• _Task objective_
Scan the listing below. Copy each line that contains "skier".

• _Study material_
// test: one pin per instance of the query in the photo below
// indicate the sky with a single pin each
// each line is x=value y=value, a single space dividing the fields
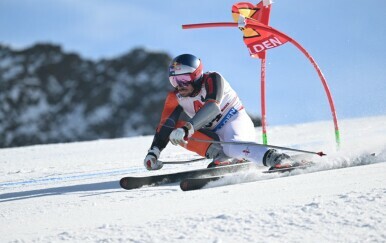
x=346 y=38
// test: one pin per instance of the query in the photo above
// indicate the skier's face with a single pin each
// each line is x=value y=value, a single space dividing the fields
x=185 y=91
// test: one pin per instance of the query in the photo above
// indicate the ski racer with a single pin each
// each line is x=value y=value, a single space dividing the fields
x=212 y=111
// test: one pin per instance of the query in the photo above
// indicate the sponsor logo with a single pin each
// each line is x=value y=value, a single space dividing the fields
x=226 y=118
x=264 y=45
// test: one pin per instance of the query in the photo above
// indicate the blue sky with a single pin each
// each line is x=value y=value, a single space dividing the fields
x=346 y=38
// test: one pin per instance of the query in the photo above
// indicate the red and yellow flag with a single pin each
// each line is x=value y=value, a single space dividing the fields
x=257 y=41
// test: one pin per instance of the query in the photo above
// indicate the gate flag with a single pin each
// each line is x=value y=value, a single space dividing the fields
x=257 y=41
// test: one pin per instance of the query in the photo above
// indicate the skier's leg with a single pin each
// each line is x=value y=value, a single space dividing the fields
x=240 y=129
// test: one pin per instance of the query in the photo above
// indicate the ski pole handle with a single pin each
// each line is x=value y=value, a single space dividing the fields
x=257 y=144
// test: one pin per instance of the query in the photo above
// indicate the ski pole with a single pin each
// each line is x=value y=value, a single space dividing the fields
x=257 y=144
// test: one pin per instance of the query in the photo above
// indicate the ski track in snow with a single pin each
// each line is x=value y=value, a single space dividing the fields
x=70 y=192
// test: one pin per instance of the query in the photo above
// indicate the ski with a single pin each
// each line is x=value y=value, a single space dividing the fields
x=190 y=184
x=133 y=182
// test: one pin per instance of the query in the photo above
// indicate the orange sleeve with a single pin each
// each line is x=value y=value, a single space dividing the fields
x=170 y=106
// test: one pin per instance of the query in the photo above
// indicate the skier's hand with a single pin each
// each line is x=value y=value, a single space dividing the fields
x=151 y=161
x=180 y=135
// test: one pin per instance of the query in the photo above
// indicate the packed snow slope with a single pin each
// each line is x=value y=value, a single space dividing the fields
x=70 y=192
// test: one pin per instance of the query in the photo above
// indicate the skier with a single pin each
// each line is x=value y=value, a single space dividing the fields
x=214 y=112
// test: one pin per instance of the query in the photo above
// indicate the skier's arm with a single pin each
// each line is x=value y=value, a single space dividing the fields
x=170 y=114
x=214 y=86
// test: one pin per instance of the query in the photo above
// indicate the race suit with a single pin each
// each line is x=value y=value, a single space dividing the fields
x=227 y=122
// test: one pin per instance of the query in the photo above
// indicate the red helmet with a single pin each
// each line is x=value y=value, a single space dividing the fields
x=185 y=69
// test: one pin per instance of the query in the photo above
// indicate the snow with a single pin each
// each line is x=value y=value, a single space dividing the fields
x=70 y=192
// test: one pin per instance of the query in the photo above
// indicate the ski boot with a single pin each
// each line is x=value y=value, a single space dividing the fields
x=216 y=153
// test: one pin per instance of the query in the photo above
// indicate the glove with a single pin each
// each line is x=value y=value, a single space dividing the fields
x=180 y=135
x=151 y=161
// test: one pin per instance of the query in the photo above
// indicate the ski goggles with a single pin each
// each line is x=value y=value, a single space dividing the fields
x=181 y=80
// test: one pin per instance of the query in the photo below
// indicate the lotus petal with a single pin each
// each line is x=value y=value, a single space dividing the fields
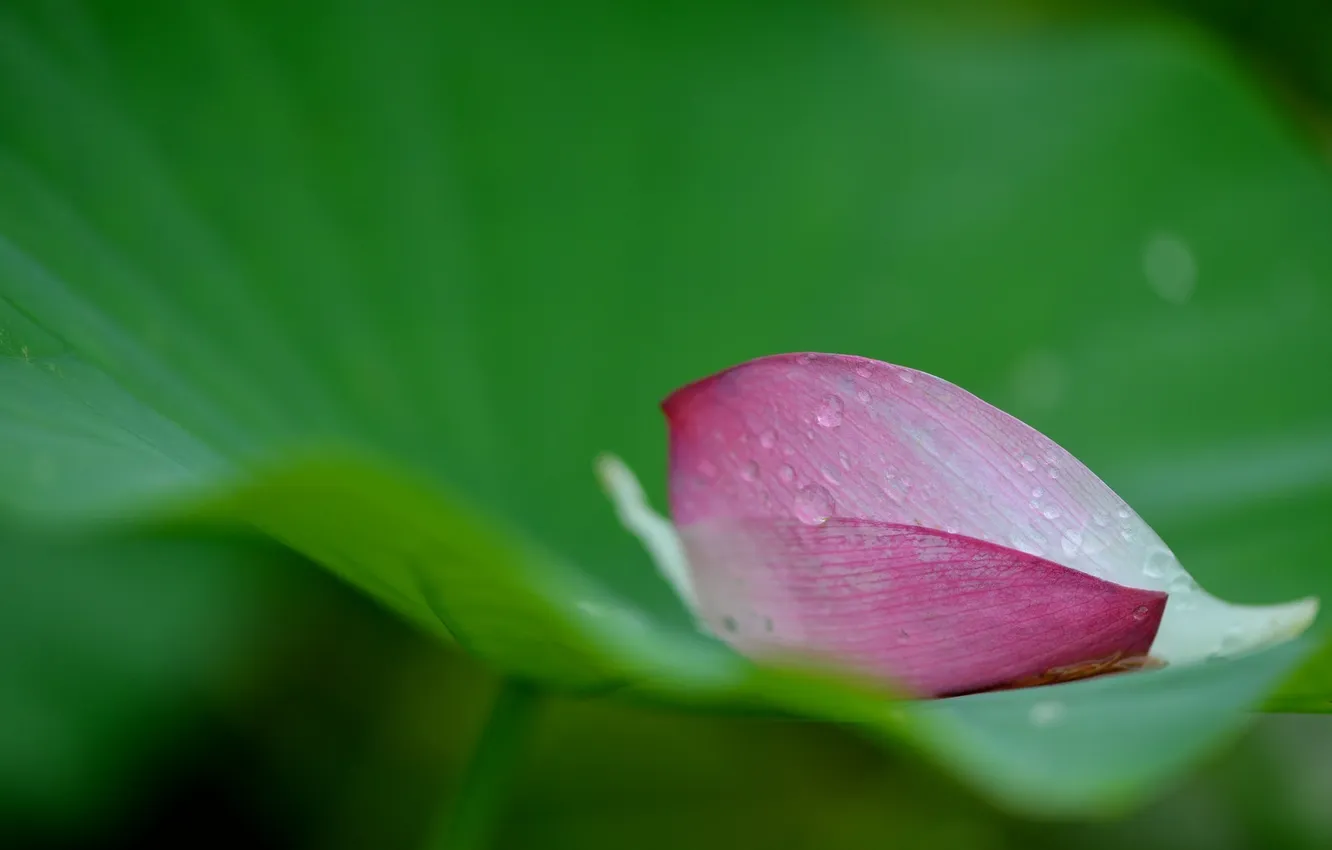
x=937 y=613
x=810 y=437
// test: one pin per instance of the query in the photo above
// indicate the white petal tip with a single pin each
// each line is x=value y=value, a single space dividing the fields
x=656 y=532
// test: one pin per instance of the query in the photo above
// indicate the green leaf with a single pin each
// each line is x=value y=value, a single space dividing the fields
x=381 y=280
x=105 y=641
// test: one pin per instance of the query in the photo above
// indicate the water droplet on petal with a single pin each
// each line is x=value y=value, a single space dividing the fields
x=813 y=504
x=830 y=412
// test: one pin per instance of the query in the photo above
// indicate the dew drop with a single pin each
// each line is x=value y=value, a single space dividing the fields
x=813 y=504
x=1024 y=544
x=830 y=412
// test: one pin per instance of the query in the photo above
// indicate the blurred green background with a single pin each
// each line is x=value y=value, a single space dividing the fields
x=1112 y=220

• _Response area_
// indicate the skier's face with a single pin each
// indicate the skier's leg with a single pin each
// indicate the skier's hand with a single pin each
// indicate the skier with a single pin each
// indicate the skier's arm with a single pin each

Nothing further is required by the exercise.